_Assignment_. Carry on the passage below about the Kaiparowits Formation, picking up after its final sentence.
(Text segment begins)
Argon-argon radiometric dating indicates that the Kaiparowits Formation was deposited between 76.6 and 74.5 million years ago, during the Campanian age of the Late Cretaceous period. During the Late Cretaceous period, the site of the Kaiparowits Formation was located near the western shore of the Western Interior Seaway, a large inland sea that split North America into two landmasses, Laramidia to the west and Appalachia to the east. The plateau where dinosaurs lived was an ancient floodplain dominated by large channels and abundant wetland peat swamps, ponds and lakes, and was bordered by highlands. The climate was wet and humid, and supported an abundant and diverse range of organisms. This formation contains one of the best and most continuous records of Late Cretaceous terrestrial life in the world.
(Text segment ends)
(The data begins)
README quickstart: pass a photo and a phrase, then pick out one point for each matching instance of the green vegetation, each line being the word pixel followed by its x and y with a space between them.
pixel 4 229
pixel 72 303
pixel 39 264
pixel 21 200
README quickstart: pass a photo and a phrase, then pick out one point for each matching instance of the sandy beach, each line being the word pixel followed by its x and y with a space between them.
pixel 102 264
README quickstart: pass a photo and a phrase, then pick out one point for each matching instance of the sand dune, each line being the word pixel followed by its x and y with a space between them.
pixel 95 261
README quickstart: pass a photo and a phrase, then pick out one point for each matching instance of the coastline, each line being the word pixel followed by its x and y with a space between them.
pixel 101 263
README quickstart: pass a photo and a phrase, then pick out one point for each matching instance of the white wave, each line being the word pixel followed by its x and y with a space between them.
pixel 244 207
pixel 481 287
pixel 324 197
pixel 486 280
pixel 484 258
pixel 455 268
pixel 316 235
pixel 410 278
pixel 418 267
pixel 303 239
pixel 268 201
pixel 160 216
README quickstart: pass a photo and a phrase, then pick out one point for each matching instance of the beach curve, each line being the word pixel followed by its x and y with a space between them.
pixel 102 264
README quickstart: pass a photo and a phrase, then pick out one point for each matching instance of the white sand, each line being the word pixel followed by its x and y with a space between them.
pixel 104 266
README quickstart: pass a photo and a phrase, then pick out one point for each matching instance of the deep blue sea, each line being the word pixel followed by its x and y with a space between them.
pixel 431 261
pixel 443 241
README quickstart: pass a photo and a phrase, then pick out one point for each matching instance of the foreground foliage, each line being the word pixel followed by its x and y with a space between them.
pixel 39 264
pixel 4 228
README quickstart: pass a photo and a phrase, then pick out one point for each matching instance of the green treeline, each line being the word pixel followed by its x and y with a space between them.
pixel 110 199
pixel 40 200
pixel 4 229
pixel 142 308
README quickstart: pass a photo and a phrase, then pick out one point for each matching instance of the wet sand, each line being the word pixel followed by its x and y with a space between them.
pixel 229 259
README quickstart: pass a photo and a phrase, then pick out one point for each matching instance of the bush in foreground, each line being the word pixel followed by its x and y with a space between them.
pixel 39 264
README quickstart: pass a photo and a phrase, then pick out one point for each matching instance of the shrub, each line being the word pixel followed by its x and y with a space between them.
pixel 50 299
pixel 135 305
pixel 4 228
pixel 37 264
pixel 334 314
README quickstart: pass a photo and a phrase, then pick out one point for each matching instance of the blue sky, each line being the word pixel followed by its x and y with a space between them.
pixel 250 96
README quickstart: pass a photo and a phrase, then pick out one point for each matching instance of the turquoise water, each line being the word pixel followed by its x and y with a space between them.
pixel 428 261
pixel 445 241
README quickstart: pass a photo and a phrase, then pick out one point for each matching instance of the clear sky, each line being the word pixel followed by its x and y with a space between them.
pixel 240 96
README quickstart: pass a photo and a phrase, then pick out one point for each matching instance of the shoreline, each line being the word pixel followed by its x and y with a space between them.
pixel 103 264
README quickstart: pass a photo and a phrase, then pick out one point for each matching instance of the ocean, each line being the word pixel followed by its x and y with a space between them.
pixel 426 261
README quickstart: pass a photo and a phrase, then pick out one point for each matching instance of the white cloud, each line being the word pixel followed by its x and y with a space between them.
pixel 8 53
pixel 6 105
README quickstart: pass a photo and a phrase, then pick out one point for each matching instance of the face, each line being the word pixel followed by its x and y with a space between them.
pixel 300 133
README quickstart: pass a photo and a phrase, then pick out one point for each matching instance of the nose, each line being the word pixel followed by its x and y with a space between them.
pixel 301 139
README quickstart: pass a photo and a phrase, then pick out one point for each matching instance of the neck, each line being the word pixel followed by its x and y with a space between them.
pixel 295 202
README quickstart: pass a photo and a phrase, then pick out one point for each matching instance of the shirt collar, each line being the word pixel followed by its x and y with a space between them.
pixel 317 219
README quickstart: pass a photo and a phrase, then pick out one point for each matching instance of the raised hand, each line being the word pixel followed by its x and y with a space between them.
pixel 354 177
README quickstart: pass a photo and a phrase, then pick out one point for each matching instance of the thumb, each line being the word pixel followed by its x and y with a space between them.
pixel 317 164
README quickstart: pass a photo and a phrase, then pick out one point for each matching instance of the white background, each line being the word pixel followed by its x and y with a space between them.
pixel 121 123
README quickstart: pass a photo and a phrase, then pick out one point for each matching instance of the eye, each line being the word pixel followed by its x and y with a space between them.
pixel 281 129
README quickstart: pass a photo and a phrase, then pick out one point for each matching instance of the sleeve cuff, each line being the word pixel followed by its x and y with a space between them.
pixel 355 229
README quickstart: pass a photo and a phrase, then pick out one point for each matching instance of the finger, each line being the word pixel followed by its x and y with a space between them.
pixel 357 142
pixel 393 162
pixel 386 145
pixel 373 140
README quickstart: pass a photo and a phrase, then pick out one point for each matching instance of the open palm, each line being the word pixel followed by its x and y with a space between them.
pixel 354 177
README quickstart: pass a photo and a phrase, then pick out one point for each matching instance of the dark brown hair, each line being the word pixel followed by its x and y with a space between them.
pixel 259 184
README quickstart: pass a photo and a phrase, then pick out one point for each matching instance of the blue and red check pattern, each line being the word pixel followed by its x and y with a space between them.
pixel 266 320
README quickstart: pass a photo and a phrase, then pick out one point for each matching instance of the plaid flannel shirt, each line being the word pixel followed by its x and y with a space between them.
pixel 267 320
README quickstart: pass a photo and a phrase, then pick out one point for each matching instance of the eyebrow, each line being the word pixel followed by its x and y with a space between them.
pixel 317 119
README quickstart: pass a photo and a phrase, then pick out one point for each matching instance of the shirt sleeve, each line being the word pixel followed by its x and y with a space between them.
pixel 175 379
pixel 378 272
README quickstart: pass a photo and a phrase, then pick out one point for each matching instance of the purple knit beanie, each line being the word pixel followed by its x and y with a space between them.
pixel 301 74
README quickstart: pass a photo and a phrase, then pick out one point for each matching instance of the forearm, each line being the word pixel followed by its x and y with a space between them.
(The data ends)
_Answer space_.
Parasaurolophus shared its paleoenvironment with other dinosaurs, such as dromaeosaurid theropods, the troodontid Talos sampsoni, ornithomimids like Ornithomimus velox, tyrannosaurids like Teratophoneus, armored ankylosaurids, the duckbilled hadrosaur Gryposaurus monumentensis, the ceratopsians Utahceratops gettyi, Nasutoceratops titusi and Kosmoceratops richardsoni and the oviraptorosaurian Hagryphus giganteus. Paleofauna present in the Kaiparowits Formation included chondrichthyans (sharks and rays), frogs, salamanders, turtles, lizards and crocodilians like the apex predator Deinosuchus. A variety of early mammals were present including multituberculates, marsupials, and insectivorans.